Set task: Put the lines of the items below into a numbered list, beginning at the line that contains "Spot every bronze" and stopping after the line that contains "[0,376,17,439]", with both of those lines included. Leave out any blank lines, and list nothing outside that span.

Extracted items

(begin)

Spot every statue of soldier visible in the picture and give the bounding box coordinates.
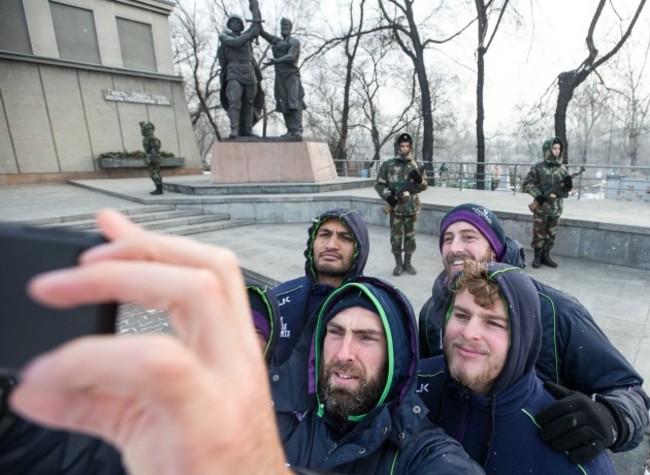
[217,15,264,138]
[140,121,162,195]
[260,18,307,138]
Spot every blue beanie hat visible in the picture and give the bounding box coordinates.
[439,203,506,261]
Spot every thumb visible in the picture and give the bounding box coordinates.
[544,381,575,399]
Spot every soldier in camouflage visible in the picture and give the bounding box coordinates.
[522,137,573,268]
[140,121,163,195]
[375,133,428,275]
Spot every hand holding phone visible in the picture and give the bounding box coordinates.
[0,223,117,375]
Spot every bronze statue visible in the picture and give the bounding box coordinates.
[217,15,264,138]
[140,121,163,195]
[260,18,307,138]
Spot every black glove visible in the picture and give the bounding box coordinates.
[536,381,628,463]
[386,193,397,208]
[409,170,422,185]
[0,376,17,439]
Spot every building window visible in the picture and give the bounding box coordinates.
[50,2,101,64]
[0,0,32,54]
[117,18,157,71]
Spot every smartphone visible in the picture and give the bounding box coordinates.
[0,222,117,374]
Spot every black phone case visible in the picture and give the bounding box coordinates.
[0,223,117,373]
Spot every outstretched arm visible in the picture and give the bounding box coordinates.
[10,212,287,474]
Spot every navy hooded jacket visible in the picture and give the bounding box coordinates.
[271,277,483,475]
[419,263,615,475]
[419,238,650,452]
[271,208,370,366]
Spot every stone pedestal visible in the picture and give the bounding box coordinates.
[210,140,338,184]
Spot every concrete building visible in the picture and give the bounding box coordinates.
[0,0,201,184]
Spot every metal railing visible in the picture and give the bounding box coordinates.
[334,160,650,202]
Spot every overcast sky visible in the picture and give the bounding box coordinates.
[195,0,650,133]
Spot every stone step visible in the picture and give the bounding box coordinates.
[24,205,255,240]
[137,214,230,231]
[20,205,176,226]
[159,219,255,236]
[46,209,224,230]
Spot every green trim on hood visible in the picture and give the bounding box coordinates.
[314,282,395,422]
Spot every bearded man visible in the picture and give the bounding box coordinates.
[270,277,482,474]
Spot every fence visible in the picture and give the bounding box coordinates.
[334,160,650,202]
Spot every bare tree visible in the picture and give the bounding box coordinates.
[377,0,469,171]
[474,0,509,190]
[555,0,646,163]
[569,81,607,164]
[596,34,650,166]
[354,40,417,168]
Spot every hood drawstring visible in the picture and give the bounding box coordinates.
[481,396,497,468]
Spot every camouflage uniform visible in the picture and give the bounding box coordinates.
[522,137,569,267]
[375,134,428,275]
[140,122,162,195]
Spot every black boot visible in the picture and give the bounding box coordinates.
[404,253,418,275]
[393,252,403,275]
[542,249,557,268]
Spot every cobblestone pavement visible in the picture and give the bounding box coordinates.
[117,304,174,334]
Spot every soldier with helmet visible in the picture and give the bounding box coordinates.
[522,137,573,268]
[375,133,428,276]
[140,121,163,195]
[217,15,264,138]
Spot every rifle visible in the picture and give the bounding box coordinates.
[382,165,424,214]
[528,167,586,213]
[246,0,264,45]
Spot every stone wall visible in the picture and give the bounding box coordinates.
[0,53,201,183]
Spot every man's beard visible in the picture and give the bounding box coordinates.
[444,338,503,392]
[315,260,352,277]
[318,362,387,422]
[444,249,496,280]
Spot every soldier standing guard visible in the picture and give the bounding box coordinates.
[522,137,573,268]
[140,121,163,195]
[375,133,429,275]
[260,18,307,138]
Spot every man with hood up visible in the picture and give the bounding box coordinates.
[270,277,482,475]
[375,133,429,276]
[246,282,280,364]
[272,208,370,366]
[419,260,615,475]
[419,203,650,462]
[522,137,573,268]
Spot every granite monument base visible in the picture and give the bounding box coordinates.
[210,140,338,184]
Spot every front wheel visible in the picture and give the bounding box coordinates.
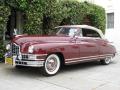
[100,57,111,65]
[41,54,61,76]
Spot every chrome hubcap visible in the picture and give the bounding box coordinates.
[46,57,57,72]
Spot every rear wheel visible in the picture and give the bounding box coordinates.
[100,57,111,65]
[41,54,61,76]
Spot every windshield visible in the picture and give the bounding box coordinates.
[57,27,78,37]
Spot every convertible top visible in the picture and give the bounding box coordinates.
[55,25,105,39]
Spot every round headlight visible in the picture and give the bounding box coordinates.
[28,46,34,53]
[6,44,10,50]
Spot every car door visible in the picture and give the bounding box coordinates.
[76,28,99,59]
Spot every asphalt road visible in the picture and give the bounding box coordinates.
[0,55,120,90]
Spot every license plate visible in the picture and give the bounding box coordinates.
[5,57,13,65]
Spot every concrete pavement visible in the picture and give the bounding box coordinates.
[0,55,120,90]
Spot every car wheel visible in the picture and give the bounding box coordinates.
[15,65,24,69]
[100,57,111,65]
[41,54,60,76]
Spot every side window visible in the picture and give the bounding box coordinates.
[82,28,101,38]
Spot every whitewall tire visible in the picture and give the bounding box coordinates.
[100,57,112,65]
[41,54,61,76]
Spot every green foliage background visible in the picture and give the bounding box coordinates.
[0,0,106,57]
[3,0,106,34]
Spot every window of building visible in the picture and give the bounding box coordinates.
[107,13,114,29]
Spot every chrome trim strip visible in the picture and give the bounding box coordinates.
[65,58,98,64]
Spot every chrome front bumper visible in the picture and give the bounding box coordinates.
[13,60,44,67]
[13,56,44,67]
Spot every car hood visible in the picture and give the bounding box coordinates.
[13,35,71,45]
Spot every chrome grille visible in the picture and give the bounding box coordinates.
[22,55,28,60]
[12,43,20,55]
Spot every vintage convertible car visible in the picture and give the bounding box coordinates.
[5,25,116,76]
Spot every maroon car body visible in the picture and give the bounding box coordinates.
[5,25,116,75]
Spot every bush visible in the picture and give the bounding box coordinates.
[0,3,10,58]
[24,0,105,34]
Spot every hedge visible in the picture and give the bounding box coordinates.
[24,0,106,34]
[0,2,10,58]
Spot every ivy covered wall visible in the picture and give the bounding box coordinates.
[7,0,106,34]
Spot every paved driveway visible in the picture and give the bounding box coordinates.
[0,55,120,90]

(end)

Output of the task:
1. Spot every bronze statue visible in the picture and give the bounding box coordinates.
2. [217,15,264,138]
3. [140,121,163,195]
4. [260,18,307,138]
5. Spot every black glove visible in the picture and give the bounding box coordinates.
6. [536,381,628,463]
7. [386,193,397,208]
8. [409,170,422,185]
9. [0,376,17,439]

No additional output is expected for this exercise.